> Exercise prompt
Copy out the line containing "Exercise. Point out the white sea" and each line after it, through the last one in the material, exactly as written.

* begin Data listing *

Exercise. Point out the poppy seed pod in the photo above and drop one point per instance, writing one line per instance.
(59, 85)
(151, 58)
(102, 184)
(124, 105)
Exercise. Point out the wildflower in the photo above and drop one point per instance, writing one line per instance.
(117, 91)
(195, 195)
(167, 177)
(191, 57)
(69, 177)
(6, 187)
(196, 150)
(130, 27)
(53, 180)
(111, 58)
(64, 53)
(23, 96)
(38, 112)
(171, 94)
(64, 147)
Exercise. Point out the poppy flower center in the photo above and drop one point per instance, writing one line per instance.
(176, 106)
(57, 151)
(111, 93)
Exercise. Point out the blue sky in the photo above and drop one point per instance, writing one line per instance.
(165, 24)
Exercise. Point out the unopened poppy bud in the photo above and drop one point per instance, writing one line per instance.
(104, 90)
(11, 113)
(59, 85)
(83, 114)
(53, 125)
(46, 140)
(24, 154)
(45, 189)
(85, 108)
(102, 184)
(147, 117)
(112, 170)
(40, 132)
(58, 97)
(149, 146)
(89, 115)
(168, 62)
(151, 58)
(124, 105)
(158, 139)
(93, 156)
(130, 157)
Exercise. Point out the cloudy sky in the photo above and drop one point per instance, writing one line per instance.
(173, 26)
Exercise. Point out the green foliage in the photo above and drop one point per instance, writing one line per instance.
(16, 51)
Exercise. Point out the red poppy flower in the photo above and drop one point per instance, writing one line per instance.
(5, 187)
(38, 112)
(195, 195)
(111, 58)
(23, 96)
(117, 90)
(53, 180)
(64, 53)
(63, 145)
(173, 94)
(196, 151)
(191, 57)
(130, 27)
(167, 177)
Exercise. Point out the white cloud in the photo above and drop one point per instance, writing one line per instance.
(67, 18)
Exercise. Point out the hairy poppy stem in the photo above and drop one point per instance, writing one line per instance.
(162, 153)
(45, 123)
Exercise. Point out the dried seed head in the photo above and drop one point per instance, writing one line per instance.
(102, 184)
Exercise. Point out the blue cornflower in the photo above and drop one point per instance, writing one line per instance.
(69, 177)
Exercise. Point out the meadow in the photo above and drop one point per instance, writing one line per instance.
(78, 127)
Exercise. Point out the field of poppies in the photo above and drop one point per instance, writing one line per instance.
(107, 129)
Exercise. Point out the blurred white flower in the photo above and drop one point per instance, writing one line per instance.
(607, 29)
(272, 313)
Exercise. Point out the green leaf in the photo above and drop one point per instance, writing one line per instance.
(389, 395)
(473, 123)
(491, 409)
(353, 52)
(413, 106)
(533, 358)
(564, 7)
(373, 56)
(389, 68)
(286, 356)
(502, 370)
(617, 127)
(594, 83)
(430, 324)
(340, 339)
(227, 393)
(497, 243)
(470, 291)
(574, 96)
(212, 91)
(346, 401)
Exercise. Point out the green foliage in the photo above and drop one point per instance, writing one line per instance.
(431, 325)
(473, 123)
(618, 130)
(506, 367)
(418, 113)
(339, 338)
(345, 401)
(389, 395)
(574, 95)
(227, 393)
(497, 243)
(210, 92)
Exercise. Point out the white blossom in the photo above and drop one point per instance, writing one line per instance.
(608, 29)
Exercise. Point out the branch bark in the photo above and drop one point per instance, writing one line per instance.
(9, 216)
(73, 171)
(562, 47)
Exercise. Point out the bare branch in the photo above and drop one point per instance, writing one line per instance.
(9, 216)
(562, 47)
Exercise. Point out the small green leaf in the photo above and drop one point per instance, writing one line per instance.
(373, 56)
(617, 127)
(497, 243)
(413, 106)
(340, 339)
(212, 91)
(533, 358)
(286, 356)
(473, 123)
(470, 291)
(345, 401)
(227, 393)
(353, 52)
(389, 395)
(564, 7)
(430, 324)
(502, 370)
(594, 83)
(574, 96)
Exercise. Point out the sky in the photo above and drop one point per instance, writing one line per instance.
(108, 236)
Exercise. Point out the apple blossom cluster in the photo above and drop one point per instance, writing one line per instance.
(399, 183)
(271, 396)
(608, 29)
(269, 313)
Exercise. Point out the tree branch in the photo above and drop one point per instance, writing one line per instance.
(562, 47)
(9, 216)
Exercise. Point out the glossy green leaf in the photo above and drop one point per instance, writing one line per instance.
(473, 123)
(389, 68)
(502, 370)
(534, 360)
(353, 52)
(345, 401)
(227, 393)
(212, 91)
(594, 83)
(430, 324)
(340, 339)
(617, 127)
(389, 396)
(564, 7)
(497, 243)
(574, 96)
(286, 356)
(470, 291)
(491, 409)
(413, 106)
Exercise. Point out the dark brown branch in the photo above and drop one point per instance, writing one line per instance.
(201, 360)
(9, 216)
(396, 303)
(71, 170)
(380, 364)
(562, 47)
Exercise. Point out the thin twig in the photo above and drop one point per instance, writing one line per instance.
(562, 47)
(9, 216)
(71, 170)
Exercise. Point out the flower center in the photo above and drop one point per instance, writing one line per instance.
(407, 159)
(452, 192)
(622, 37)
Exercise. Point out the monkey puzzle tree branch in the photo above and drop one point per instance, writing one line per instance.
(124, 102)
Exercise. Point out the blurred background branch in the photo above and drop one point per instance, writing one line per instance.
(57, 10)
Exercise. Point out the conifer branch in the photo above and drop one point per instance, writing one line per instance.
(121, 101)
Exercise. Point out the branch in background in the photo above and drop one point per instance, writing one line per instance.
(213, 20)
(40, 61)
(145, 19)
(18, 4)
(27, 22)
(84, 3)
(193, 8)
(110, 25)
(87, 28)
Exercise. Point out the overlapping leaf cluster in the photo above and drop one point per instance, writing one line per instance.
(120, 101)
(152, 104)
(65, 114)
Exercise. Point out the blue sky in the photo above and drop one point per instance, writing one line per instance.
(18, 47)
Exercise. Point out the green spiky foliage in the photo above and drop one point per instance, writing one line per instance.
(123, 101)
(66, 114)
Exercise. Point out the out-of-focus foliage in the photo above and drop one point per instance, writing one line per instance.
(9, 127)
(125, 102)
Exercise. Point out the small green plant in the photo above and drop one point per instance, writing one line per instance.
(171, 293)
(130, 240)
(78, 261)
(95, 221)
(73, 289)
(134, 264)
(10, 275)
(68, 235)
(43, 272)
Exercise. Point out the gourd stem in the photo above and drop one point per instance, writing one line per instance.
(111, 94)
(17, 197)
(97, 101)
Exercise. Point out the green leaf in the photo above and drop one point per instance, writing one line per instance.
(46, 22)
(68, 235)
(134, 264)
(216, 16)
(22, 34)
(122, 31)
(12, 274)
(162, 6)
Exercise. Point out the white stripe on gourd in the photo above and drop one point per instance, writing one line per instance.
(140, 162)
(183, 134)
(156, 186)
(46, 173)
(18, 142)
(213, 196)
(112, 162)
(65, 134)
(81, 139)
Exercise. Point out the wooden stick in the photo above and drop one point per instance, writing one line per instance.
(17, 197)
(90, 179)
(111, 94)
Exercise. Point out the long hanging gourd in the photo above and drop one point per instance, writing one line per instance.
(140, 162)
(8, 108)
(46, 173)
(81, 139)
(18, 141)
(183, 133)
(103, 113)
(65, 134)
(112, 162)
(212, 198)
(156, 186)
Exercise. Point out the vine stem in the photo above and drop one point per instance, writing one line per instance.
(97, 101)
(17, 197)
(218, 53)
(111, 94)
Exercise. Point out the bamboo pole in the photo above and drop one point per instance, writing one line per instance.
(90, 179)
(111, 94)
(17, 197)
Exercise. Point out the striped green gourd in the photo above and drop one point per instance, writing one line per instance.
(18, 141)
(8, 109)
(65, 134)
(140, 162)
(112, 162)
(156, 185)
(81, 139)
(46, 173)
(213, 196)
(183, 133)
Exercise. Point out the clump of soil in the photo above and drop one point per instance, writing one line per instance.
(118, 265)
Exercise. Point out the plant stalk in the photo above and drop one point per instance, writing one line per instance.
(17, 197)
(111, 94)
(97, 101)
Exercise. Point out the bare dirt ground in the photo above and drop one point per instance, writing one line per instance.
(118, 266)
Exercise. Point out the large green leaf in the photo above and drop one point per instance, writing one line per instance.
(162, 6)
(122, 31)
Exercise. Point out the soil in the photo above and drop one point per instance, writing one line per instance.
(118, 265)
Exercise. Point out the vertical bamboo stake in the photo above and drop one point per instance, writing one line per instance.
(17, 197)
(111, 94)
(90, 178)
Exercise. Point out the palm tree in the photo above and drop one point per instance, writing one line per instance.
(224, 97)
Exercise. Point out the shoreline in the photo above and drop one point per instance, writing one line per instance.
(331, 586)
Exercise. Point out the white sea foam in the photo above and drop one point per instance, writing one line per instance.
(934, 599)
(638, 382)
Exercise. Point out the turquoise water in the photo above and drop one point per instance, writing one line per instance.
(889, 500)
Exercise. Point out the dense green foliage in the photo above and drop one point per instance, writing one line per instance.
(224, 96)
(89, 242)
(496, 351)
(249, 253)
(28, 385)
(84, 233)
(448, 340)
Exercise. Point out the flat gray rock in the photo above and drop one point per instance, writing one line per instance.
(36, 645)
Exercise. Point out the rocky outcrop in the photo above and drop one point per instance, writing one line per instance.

* end Data listing *

> Expected answer
Exercise. Point out the white sea foam in the photo above and drop one point per instance, writing one line per instance.
(934, 599)
(638, 382)
Exercise. Point out the turquoise water in the photo above and drop one point per instance, writing one line per instance.
(889, 500)
Exercise. Point out the dense green foliage in the photo above and drop one point per instance, writing one line per instance.
(224, 96)
(89, 242)
(496, 351)
(249, 253)
(28, 385)
(84, 233)
(448, 340)
Exercise. Point out the flat gray rock in the photo above and drop one point per instance, writing one line per instance.
(36, 645)
Exercise. Point out the rocky outcrop in the photo above and drop one point per instance, writing one line per instance.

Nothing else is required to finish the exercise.